--- SUPPLIED ENTRIES Enclosed Below ---

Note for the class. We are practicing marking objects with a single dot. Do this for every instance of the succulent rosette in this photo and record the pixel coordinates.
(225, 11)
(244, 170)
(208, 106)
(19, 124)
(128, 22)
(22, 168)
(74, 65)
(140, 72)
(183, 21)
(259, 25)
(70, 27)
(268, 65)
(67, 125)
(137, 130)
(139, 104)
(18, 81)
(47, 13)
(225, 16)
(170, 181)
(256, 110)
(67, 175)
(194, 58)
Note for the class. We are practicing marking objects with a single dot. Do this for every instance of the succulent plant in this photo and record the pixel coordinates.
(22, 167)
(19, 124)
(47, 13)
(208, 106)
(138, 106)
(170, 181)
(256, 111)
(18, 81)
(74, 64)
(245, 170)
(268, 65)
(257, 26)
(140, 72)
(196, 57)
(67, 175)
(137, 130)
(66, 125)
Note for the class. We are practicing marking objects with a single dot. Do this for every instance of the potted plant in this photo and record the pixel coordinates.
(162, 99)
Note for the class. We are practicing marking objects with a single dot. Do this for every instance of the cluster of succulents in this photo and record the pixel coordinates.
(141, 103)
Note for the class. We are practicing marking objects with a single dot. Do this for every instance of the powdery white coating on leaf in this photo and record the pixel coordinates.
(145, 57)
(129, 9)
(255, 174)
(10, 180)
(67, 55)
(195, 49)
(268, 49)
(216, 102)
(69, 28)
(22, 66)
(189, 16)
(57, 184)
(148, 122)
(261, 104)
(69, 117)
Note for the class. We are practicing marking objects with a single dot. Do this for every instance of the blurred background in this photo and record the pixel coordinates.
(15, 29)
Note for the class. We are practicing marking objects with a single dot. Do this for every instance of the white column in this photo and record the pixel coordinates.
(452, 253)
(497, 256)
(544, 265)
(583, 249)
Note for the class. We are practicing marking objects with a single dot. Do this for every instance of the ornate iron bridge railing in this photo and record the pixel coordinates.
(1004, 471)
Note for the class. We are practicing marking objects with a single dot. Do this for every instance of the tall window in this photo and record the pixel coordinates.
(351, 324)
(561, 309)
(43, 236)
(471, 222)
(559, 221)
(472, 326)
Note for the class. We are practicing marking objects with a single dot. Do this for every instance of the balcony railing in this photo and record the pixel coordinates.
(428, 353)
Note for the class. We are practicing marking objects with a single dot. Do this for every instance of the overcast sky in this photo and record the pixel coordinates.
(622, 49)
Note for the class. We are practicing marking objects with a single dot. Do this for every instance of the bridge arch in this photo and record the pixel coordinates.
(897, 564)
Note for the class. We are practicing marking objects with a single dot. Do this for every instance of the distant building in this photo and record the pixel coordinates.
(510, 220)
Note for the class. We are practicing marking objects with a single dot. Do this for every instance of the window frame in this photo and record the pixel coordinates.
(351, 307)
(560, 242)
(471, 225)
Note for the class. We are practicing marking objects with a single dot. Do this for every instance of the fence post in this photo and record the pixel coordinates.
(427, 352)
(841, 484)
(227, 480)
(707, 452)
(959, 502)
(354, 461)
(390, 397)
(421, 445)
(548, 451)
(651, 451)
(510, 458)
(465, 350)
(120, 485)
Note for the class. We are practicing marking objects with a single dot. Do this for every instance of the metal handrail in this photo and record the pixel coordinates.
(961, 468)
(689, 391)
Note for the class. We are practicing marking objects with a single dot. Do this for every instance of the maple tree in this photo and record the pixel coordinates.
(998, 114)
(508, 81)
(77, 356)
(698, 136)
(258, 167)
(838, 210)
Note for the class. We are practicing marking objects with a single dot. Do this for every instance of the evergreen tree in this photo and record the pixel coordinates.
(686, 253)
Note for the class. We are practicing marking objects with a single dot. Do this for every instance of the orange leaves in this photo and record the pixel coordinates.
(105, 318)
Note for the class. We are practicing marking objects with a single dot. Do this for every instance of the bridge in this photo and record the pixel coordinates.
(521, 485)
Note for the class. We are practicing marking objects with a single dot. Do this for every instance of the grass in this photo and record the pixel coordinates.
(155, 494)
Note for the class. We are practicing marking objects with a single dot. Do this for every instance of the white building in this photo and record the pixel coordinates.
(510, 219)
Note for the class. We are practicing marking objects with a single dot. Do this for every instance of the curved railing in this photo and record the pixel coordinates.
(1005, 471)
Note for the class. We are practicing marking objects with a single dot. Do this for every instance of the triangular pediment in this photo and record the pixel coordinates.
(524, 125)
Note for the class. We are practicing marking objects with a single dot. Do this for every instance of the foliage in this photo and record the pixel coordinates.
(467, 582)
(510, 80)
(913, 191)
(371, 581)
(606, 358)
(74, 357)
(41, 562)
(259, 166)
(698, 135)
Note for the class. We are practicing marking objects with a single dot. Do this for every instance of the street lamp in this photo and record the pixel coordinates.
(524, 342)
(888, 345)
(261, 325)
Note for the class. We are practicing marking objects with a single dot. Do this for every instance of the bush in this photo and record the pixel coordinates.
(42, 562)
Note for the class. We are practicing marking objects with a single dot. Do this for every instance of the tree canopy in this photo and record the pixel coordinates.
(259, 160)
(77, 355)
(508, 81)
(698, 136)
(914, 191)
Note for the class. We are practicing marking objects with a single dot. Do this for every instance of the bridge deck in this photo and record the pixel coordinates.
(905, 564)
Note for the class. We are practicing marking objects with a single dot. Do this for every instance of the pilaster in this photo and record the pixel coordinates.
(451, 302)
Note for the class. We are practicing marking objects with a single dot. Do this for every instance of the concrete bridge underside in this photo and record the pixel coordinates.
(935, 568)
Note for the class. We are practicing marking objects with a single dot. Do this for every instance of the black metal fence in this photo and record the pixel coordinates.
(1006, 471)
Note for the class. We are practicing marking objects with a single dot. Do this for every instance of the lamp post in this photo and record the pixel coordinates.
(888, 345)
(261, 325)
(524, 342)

--- End of Enclosed SUPPLIED ENTRIES ---

# INSTRUCTIONS FOR THE TASK:
The entire listing above, every line of it, should be copied out exactly.

# FINISHED TASK:
Note for the class. We are practicing marking objects with a single dot. Do this for every instance of the succulent rosette in this photo and record the pixel coordinates.
(225, 11)
(244, 170)
(208, 106)
(19, 124)
(128, 22)
(22, 168)
(74, 65)
(140, 72)
(183, 21)
(259, 25)
(70, 27)
(268, 65)
(67, 125)
(137, 130)
(139, 104)
(18, 81)
(47, 13)
(225, 16)
(170, 181)
(256, 110)
(67, 175)
(194, 58)
Note for the class. We are practicing marking objects with a single dot. Do this for every instance of the succulent plant in this photo and record the pixel coordinates.
(22, 167)
(19, 124)
(47, 13)
(208, 106)
(138, 106)
(170, 181)
(256, 111)
(18, 81)
(74, 64)
(245, 170)
(268, 65)
(257, 26)
(140, 72)
(196, 57)
(67, 175)
(137, 130)
(66, 125)
Note for the class. We are practicing marking objects with a single dot. Do this for every instance of the potted plant in this photo and record the pixel coordinates.
(162, 99)
Note for the class. We are practicing marking objects with a single dot. Do this for every instance of the cluster of succulents in this photo and record the pixel coordinates.
(141, 103)
Note for the class. We are practicing marking objects with a single dot. Do this for every instance of the powdery white coating on leaf in this photo and record the pixel coordinates.
(145, 57)
(129, 9)
(255, 174)
(10, 180)
(67, 55)
(195, 49)
(268, 49)
(216, 102)
(69, 28)
(22, 66)
(189, 16)
(57, 184)
(148, 122)
(261, 104)
(69, 117)
Note for the class. We are practicing marking objects with a single dot. Do this for every instance of the blurred background in this photo and record the pixel coordinates.
(15, 29)
Note for the class. We are practicing marking objects with a single dot. Do this for every instance of the white column in this photo and record the pixel coordinates.
(452, 253)
(497, 256)
(544, 265)
(583, 249)
Note for the class. We are practicing marking objects with a single dot. Do this for every instance of the ornate iron bridge railing in this photo and record the pixel coordinates.
(1004, 471)
Note for the class. We are practicing marking objects with a single dot. Do this for every instance of the tall window in this photo and record the pixel coordinates.
(351, 324)
(561, 309)
(43, 236)
(471, 222)
(559, 221)
(472, 326)
Note for the class. We are practicing marking objects with a single dot. Do this for every instance of the balcony railing in this photo and record the pixel coordinates.
(428, 353)
Note for the class. We are practicing marking objects with a single dot. Do this for every instance of the overcast sky in this photo and record the pixel coordinates.
(622, 49)
Note for the class. We are practicing marking objects with a single dot. Do this for every instance of the bridge arch in this photo and record the pixel coordinates.
(897, 564)
Note for the class. We are practicing marking objects with a single dot. Do this for every instance of the distant building in this photo and record the pixel coordinates.
(510, 220)
Note for the class. We are practicing marking objects with a single dot. Do this for every instance of the window frame in this photo and record the pixel coordinates.
(351, 307)
(560, 242)
(471, 225)
Note for the class. We are practicing marking objects with a single dot. Do this for every instance of the fence post in this photo and record the pixel coordinates.
(427, 352)
(841, 484)
(227, 480)
(707, 452)
(959, 502)
(354, 461)
(390, 397)
(421, 445)
(548, 451)
(651, 451)
(510, 458)
(465, 350)
(120, 485)
Note for the class. We are practicing marking objects with a single dot. Do this for every instance of the metal handrail in this photo and record the pixel coordinates.
(961, 468)
(689, 391)
Note for the class. We are practicing marking objects with a single dot. Do this for every instance of the maple tree in this photo and record the pixel coordinates.
(998, 114)
(508, 81)
(77, 356)
(698, 136)
(258, 167)
(838, 210)
Note for the class. We are practicing marking objects with a single dot. Do this for every instance of the evergreen tree in this photo and record the pixel coordinates.
(686, 253)
Note for the class. We are practicing marking objects with a single dot. Do this for every instance of the orange leaves in this photo and record the pixel coordinates.
(105, 318)
Note for the class. We are practicing marking objects with a single dot. Do this for every instance of the bridge in this photo and record the pixel coordinates.
(521, 485)
Note for the class. We are practicing marking objects with a single dot. Do this for every instance of the grass in this photo and record the pixel coordinates.
(155, 494)
Note for the class. We are practicing marking objects with a single dot. Do this for every instance of the white building in this photo and record the pixel coordinates.
(510, 219)
Note for the class. We are practicing marking objects with a single dot. Do this for every instance of the curved railing in this photo and record the pixel coordinates.
(1005, 471)
Note for the class. We are practicing marking objects with a single dot. Do this for every instance of the triangular pediment in this photo and record the pixel coordinates.
(524, 125)
Note for the class. We are practicing marking objects with a single dot. Do this for every instance of the foliage in this photo and record the pixel coordinates.
(467, 582)
(510, 80)
(913, 191)
(371, 581)
(606, 358)
(74, 357)
(41, 562)
(259, 166)
(698, 135)
Note for the class. We are practicing marking objects with a single dot. Do this for every instance of the street lamp in this photo and record the pixel coordinates.
(524, 342)
(888, 345)
(261, 325)
Note for the class. We are practicing marking objects with a single dot. Do this for every instance of the bush in this photo and record the pixel coordinates.
(42, 562)
Note for the class. We are practicing marking objects with a single dot. Do this for every instance of the tree canopy in this photo and record the pixel coordinates.
(259, 160)
(77, 355)
(508, 81)
(698, 136)
(914, 191)
Note for the class. We are practicing marking objects with a single dot. Do this for every instance of the bridge deck in this photo and record the pixel coordinates.
(905, 564)
Note for the class. We are practicing marking objects with a single dot. Do this for every instance of the pilaster in this photo and record the pixel coordinates.
(451, 302)
Note for the class. We are practicing marking objects with a single dot. Do this for every instance of the concrete bridge underside in this photo and record the pixel coordinates.
(935, 568)
Note for the class. We are practicing marking objects with a single dot. Do this for every instance of the black metal fence in this photo and record the pixel coordinates.
(1006, 471)
Note for the class. We are practicing marking objects with a single dot. Do this for every instance of the lamp post in this photo and record the pixel coordinates.
(888, 345)
(261, 325)
(524, 342)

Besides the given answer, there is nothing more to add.